▸ **Written exercise**
Update the part of the items that opens with the line containing "t-shirt, as pixel coordinates." and runs through the end of the items, changing "innermost point" to "central point" and leaving everything else unchanged. Give back only those lines.

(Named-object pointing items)
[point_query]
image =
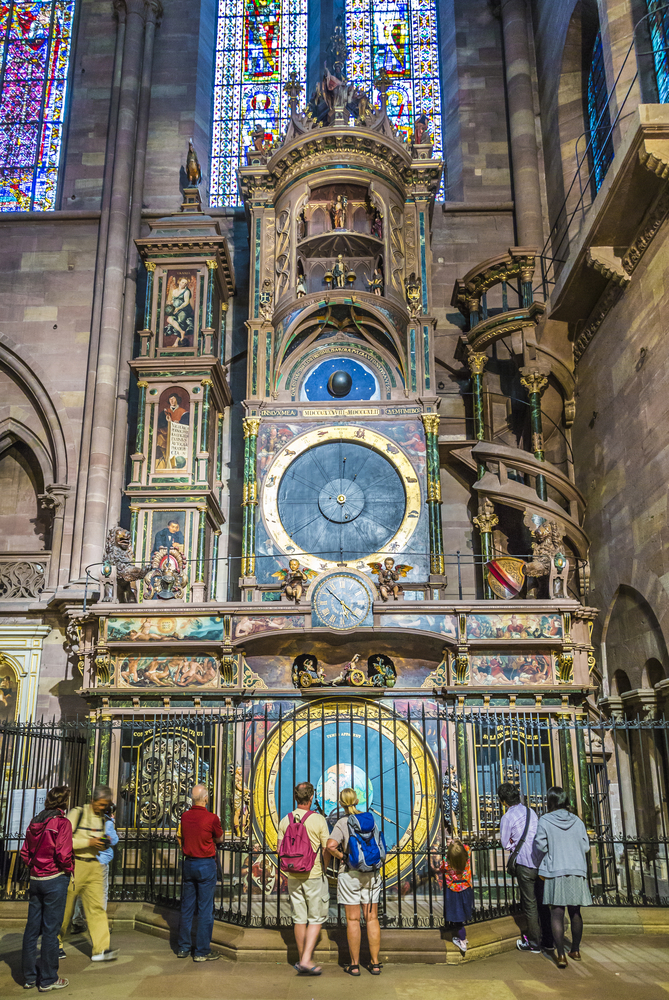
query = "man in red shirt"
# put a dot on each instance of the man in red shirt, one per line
(199, 833)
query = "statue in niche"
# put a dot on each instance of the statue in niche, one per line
(294, 580)
(388, 576)
(338, 211)
(375, 283)
(119, 574)
(339, 271)
(306, 672)
(413, 294)
(381, 671)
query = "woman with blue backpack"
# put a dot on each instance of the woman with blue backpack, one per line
(359, 844)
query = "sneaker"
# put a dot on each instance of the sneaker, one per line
(522, 944)
(105, 956)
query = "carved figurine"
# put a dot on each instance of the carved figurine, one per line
(375, 283)
(306, 672)
(421, 132)
(388, 576)
(119, 574)
(381, 671)
(339, 271)
(350, 674)
(413, 294)
(294, 580)
(338, 212)
(193, 171)
(240, 802)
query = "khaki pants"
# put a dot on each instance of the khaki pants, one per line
(88, 883)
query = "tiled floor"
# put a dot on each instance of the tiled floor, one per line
(613, 968)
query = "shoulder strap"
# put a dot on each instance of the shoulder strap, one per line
(522, 839)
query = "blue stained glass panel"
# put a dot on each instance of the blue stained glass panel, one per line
(400, 37)
(36, 43)
(259, 43)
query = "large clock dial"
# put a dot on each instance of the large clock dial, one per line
(341, 495)
(341, 601)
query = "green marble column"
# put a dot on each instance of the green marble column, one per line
(485, 521)
(201, 538)
(535, 382)
(477, 363)
(249, 495)
(431, 424)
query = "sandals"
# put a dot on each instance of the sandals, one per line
(308, 970)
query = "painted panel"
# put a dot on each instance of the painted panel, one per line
(519, 626)
(510, 668)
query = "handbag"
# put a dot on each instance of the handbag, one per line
(511, 864)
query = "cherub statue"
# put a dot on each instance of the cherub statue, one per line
(388, 576)
(294, 580)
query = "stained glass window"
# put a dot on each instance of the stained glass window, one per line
(400, 37)
(259, 44)
(36, 40)
(658, 24)
(599, 139)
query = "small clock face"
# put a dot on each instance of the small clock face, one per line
(341, 601)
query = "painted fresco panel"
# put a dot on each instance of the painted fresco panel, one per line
(511, 668)
(515, 626)
(208, 628)
(441, 624)
(167, 671)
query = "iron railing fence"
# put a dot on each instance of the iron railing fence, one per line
(426, 769)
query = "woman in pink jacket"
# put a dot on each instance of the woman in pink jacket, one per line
(47, 853)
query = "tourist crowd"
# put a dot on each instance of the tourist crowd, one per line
(68, 855)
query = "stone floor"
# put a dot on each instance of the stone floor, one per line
(613, 968)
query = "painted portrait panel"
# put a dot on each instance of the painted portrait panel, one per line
(168, 671)
(179, 325)
(9, 691)
(245, 626)
(441, 624)
(204, 629)
(518, 626)
(173, 430)
(508, 668)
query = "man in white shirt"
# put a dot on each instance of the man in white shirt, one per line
(528, 859)
(309, 892)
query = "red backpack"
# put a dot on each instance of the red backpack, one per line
(296, 855)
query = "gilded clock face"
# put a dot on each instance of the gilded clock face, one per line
(341, 494)
(341, 601)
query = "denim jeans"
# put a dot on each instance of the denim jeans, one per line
(45, 915)
(197, 899)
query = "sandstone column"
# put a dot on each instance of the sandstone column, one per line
(526, 189)
(104, 407)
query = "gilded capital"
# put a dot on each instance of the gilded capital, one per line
(431, 422)
(486, 519)
(251, 426)
(476, 362)
(534, 381)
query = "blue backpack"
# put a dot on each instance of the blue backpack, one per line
(366, 846)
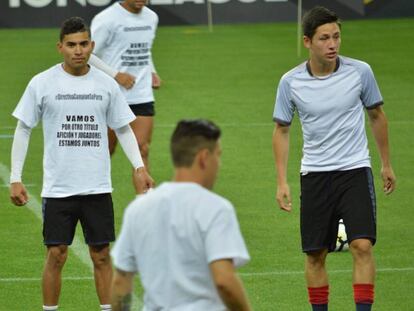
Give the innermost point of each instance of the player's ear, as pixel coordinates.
(59, 46)
(307, 42)
(202, 157)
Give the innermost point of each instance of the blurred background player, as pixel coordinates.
(123, 35)
(183, 239)
(330, 93)
(76, 104)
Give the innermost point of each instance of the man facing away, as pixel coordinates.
(330, 93)
(182, 239)
(76, 104)
(123, 35)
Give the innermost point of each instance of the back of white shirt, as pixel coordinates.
(124, 40)
(170, 236)
(75, 112)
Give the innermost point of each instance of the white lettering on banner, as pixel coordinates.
(190, 1)
(64, 3)
(59, 3)
(219, 1)
(179, 2)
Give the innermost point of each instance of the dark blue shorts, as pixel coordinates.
(95, 213)
(144, 109)
(327, 197)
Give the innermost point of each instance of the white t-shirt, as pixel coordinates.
(123, 40)
(331, 111)
(170, 236)
(75, 112)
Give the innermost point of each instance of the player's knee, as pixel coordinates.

▸ **Output for this task**
Give the central point of each instance of the white t-shirt, as pixel coordinates.
(123, 40)
(331, 111)
(170, 236)
(75, 112)
Give the central point of each instance of the player's knee, as pixel coordinates.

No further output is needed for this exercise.